Exercise:
Transcribe the full Paul H.F. Nash interview below word for word, from its title line through its last sentence, leaving out the entries that follow it.

Document text:
Paul H.F. Nash, The St. Regis New York

Paul H.F. Nash

Constant Reinvestment

Editors’ Note

In March 2009, Paul Nash assumed his current post. Prior to this, he was the General Manager of The St. Regis Houston. He is a native of London and has more than 30 years of luxury hotel experience working at various properties within Starwood Hotels & Resorts. He has worked at the Palace Hotel in San Francisco; The St. Regis Shanghai; the Westin Resort Nusa Dua, Bali, Indonesia; and the Sheraton Grande Sukhumvit in Bangkok, Thailand. Nash received his credentials in Hotel, Catering and Business Management in 1984 from the Ryde College of Catering Studies and Hotel Administration in Sydney, Australia and a Certificate of Business Administration from the University of Washington.

Property Brief

The St. Regis New York (www.stregis.com/NewYork) offers 229 luxurious guest rooms and suites, featuring Louis XVI-style furniture, Waterford crystal chandeliers, carved crown moldings and wainscoting, marble baths, and silk wall coverings, with well-appointed meeting and events facilities, and a range of timeless dining venues. It is the flagship property of St. Regis Hotels and Resorts, one of the two premier brands – the other being The Luxury Collection – of metropolitan New York-based Starwood Hotels & Resorts Worldwide, Inc.

How strong has the luxury market come back? Is this a time when hotels in that segment can achieve growth?

Absolutely. There are always opportunities for growth, but to be more prudent, the luxury markets are looking to diversify, both with the demographics of their current guests and geographically.

Do you see the market broadening overall or just when it comes to geography?

It’s a combination of both, because to be successful, you have to be strategic; so we’re not looking a month out but a year-plus out. The international markets do change because they go through peaks and troughs, as New York has over the past few years.

Extracted records:
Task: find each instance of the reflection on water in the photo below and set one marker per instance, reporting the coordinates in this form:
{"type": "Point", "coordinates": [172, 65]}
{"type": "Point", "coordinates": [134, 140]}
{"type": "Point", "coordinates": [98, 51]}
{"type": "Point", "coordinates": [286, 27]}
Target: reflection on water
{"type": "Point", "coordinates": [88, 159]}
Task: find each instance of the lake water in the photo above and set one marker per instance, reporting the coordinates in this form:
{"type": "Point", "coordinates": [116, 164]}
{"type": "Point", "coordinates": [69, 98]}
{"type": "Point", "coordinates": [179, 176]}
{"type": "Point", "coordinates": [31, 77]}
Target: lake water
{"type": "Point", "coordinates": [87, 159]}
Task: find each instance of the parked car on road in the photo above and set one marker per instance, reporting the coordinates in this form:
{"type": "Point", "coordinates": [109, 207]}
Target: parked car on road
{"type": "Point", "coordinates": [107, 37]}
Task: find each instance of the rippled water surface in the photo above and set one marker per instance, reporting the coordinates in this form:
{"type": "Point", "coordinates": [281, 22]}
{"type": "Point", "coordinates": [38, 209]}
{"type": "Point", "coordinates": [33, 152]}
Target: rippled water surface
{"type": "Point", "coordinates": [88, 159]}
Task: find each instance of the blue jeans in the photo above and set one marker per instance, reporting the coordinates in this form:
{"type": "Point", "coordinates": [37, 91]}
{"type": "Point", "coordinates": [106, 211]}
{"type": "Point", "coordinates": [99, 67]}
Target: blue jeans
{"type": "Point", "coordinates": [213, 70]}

Worked solution:
Paul H.F. Nash, The St. Regis New York

Paul H.F. Nash

Constant Reinvestment

Editors’ Note

In March 2009, Paul Nash assumed his current post. Prior to this, he was the General Manager of The St. Regis Houston. He is a native of London and has more than 30 years of luxury hotel experience working at various properties within Starwood Hotels & Resorts. He has worked at the Palace Hotel in San Francisco; The St. Regis Shanghai; the Westin Resort Nusa Dua, Bali, Indonesia; and the Sheraton Grande Sukhumvit in Bangkok, Thailand. Nash received his credentials in Hotel, Catering and Business Management in 1984 from the Ryde College of Catering Studies and Hotel Administration in Sydney, Australia and a Certificate of Business Administration from the University of Washington.

Property Brief

The St. Regis New York (www.stregis.com/NewYork) offers 229 luxurious guest rooms and suites, featuring Louis XVI-style furniture, Waterford crystal chandeliers, carved crown moldings and wainscoting, marble baths, and silk wall coverings, with well-appointed meeting and events facilities, and a range of timeless dining venues. It is the flagship property of St. Regis Hotels and Resorts, one of the two premier brands – the other being The Luxury Collection – of metropolitan New York-based Starwood Hotels & Resorts Worldwide, Inc.

How strong has the luxury market come back? Is this a time when hotels in that segment can achieve growth?

Absolutely. There are always opportunities for growth, but to be more prudent, the luxury markets are looking to diversify, both with the demographics of their current guests and geographically.

Do you see the market broadening overall or just when it comes to geography?

It’s a combination of both, because to be successful, you have to be strategic; so we’re not looking a month out but a year-plus out. The international markets do change because they go through peaks and troughs, as New York has over the past few years.